* _EXCERPT_
────
For the clutch master install, I had the steering column out to get me all the room I could get. Just sayin....
For the clutch master install, I had the steering column out to get me all the room I could get. Just sayin....
#9
Instructor
Thread Starter
thanks Silvershrk as I appreciate learning from others experiences. I havent opened the Silver Sport box with the TKX but it sounds like I better do so and figure out where to mount the clutch master first. Since I have a big block I want to get everything done in advance of dropping in the engine since I am sure it will all be a tight fit, headers included.
#10
Burning Brakes
I installed the American Powertrain TKO600 w/their Hydramax clutch kit. For the install, I was able to use the original hole in the firewall from the clutch rod with some modifications. For my install (with their mounting brackets and hardware), I had a bit of interference with the lower mounting plate of the steering column and one corner. Had to do a little trimming to get the linkage aligned and everything mounted. Nothing major, just something to look out for.
────
Please put this sentence from the clutch install thread into Spanish: "For the install, I was able to use the original hole in the firewall from the clutch rod with some modifications." You won't need the records for anything here.

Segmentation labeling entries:
────
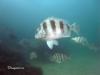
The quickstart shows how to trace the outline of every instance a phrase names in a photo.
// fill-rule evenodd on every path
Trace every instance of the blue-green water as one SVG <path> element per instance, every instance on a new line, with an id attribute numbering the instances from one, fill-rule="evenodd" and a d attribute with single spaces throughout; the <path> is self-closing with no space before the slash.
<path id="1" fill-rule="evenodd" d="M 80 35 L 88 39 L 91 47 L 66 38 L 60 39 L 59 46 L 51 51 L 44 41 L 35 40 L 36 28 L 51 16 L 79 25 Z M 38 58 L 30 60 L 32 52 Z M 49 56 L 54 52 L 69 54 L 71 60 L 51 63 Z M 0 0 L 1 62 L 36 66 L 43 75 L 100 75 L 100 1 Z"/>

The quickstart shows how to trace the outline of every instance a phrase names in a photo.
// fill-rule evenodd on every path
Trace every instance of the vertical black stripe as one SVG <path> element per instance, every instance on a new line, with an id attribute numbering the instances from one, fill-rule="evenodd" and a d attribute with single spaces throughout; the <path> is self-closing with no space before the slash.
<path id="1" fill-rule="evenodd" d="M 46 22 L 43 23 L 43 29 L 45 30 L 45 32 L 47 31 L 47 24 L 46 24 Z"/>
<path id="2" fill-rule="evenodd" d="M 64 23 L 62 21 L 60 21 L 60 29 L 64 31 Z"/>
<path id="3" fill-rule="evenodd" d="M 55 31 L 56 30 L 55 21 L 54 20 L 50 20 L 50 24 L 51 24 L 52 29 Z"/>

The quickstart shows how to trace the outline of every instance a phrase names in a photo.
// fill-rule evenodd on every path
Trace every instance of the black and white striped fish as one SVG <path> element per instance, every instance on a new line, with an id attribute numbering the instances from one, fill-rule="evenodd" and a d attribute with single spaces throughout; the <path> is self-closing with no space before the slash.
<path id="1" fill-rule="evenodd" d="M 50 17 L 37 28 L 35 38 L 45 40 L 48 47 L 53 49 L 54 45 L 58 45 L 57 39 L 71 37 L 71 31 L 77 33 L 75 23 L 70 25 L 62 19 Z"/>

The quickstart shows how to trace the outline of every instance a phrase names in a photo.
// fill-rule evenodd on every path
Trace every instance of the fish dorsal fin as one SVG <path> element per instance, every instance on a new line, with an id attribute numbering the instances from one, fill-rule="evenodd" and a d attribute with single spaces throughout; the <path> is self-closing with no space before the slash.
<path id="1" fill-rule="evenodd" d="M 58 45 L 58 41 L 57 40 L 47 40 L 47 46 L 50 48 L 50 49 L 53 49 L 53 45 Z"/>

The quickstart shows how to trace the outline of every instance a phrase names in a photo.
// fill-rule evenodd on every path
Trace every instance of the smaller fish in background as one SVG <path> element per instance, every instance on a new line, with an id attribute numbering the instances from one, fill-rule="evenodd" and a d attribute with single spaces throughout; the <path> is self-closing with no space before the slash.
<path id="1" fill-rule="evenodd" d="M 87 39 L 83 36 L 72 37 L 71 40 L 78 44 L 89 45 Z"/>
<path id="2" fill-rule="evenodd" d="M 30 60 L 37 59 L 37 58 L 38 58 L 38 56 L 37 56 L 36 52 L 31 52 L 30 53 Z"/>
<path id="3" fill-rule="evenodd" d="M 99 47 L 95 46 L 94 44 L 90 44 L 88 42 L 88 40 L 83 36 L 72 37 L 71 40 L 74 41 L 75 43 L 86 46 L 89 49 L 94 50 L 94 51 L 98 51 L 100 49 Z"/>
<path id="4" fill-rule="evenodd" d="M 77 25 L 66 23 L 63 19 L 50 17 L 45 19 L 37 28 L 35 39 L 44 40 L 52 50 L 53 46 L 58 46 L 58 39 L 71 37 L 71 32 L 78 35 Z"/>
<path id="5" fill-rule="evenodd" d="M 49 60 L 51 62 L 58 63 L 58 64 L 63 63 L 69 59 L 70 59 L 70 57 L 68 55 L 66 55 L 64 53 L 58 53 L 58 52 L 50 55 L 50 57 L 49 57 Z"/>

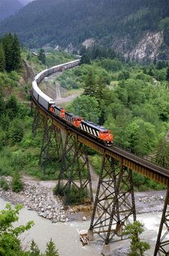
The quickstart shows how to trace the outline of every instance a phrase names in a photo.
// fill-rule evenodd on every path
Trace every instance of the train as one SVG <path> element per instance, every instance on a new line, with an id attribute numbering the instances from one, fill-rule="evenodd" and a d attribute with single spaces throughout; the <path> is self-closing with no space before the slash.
────
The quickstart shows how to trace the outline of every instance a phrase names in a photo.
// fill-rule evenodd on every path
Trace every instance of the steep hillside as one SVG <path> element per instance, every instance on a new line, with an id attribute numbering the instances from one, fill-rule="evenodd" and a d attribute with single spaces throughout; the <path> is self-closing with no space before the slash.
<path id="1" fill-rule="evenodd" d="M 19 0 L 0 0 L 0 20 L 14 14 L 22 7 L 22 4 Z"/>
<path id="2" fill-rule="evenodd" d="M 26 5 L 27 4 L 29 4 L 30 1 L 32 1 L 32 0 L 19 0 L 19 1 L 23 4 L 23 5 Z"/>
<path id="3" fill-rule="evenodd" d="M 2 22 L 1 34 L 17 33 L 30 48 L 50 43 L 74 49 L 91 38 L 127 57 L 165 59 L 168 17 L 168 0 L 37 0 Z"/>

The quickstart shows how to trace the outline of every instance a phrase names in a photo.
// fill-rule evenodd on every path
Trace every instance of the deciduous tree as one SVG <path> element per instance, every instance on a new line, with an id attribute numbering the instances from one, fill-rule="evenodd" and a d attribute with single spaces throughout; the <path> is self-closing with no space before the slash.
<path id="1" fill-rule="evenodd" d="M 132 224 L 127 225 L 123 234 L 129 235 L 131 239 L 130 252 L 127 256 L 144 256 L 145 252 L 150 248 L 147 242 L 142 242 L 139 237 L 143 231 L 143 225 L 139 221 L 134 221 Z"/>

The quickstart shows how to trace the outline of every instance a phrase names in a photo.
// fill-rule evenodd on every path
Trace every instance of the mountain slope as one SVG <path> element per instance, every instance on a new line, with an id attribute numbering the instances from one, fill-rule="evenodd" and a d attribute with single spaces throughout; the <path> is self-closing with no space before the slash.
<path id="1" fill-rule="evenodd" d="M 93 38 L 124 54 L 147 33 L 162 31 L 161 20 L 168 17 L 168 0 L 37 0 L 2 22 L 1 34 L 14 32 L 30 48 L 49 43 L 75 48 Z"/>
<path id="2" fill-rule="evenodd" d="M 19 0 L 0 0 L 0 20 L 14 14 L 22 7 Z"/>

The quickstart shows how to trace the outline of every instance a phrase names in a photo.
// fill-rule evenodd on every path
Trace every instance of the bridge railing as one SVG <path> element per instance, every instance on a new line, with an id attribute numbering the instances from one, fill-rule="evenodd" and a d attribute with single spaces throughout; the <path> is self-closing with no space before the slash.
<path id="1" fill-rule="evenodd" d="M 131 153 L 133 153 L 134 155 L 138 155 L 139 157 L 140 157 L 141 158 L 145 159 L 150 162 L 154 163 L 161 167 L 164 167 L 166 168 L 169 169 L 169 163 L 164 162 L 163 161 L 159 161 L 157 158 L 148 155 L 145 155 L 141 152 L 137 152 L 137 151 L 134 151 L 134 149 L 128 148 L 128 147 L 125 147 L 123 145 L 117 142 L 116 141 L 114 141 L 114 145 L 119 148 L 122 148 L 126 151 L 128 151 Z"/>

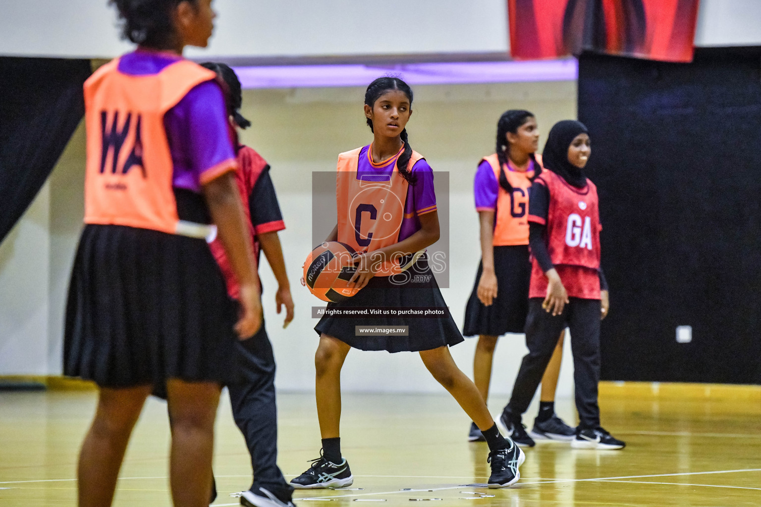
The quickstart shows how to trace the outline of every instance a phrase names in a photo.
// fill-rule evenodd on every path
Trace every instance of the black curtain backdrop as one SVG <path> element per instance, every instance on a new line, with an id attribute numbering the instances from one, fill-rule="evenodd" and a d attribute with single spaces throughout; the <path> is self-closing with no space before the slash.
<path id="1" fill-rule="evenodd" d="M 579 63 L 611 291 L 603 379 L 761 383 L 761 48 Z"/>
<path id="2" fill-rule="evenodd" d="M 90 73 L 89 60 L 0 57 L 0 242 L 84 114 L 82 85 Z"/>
────
* _FINAL ANSWER_
Para la instalación, pude usar, con algunas modificaciones, el orificio original del cortafuegos correspondiente a la varilla del embrague.